### AIM 1
Please answer these questions about the Anderson Metals page:
(a) How long are the rebar sticks the company makes and sells?
(b) What were total fixed costs in 20X6?
(c) What share of net income does the business typically pay as a dividend?
### AIM 2
Rewrite the Anderson Metals page, starting with "Total variable costs" and going on through "and remain profitable?", with "deteriorating" replaced by "worsening".

### PAGE EXCERPT
+ + + + + + +

Ask Accounting Basics Expert

1. Anderson Metals manufactures and sells #3 steel rebar that is used in the construction of slabs and driveways. The steel bar not only strengthens the finished concrete product, but it also has unique properties such that its temperature related expansion and contraction matches that of concrete. The product is manufactured and sold in 20' long "sticks." The product is generally produced and sold to match customer demand, and there is not a significant amount of finished goods inventory at any point in time. Summary information for 20X6 is as follows:

Sales were $20,000,000, consisting of 5,000,000 sticks.
Total variable costs were $11,000,000.
Total fixed costs were $8,000,000.
Net income was $1,000,000.

The general economic conditions appear to be deteriorating heading into 20X7, and there is some concern about a reduction in sales volume. The following questions should each be answered independent of one another.

(a) What is the company's break-even point in "sticks?" Can the company sustain a 30% reduction in total volume, and remain profitable?

(b) The company's sole shareholder, Doug Anderson, generally lives off of dividends paid by the business. The business typically declares and pays a dividend equal to 25% of net income. If Doug needs to receive $100,000 in dividends for normal living expenses, what total revenues must Anderson Metals produce in 20X7?

(c) If total volume is expected to decrease by 20%, and the company wishes to continue to produce a $1,000,000 net income by raising the per unit selling price, what revised per stick price must be imposed? Will this strategy necessarily work?

+ + + + + + +

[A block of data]
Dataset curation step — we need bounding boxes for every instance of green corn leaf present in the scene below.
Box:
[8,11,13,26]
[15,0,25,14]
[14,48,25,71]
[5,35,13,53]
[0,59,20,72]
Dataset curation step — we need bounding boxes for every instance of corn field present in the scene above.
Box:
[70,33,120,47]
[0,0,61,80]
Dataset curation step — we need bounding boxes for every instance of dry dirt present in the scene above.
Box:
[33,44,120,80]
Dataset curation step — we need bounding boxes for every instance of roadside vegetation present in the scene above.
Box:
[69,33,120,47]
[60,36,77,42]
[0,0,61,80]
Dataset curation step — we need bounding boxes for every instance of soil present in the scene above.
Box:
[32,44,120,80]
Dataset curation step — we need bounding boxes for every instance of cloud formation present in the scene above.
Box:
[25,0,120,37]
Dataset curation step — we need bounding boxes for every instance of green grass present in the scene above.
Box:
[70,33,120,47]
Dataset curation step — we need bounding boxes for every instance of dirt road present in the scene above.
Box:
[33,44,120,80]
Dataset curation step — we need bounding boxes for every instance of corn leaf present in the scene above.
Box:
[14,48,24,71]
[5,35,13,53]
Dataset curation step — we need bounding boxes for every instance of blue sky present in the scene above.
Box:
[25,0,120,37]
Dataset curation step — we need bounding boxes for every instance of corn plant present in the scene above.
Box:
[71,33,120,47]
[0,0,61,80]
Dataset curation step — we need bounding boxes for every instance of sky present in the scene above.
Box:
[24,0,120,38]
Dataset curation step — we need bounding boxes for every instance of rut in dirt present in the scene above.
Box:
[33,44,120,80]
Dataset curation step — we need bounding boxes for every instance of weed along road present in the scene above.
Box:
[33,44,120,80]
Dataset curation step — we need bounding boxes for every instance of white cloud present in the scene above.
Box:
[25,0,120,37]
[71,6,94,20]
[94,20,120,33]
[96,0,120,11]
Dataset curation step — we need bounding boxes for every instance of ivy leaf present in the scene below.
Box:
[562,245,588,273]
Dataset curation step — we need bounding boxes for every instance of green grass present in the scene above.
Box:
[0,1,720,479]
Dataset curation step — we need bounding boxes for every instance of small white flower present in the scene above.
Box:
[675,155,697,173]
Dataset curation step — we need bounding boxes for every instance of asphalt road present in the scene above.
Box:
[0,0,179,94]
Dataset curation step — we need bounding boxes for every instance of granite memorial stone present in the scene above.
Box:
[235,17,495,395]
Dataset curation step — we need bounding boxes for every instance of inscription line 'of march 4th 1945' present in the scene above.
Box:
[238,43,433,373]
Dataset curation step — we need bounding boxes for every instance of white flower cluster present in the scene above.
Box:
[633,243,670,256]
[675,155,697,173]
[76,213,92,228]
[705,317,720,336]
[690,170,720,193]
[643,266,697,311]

+ + + + + + +

### WORKED ANSWER 1
(a) 20' long
(b) $8,000,000
(c) 25%

### WORKED ANSWER 2
Total variable costs were $11,000,000.
Total fixed costs were $8,000,000.
Net income was $1,000,000.

The general economic conditions appear to be worsening heading into 20X7, and there is some concern about a reduction in sales volume. The following questions should each be answered independent of one another.

(a) What is the company's break-even point in "sticks?" Can the company sustain a 30% reduction in total volume, and remain profitable?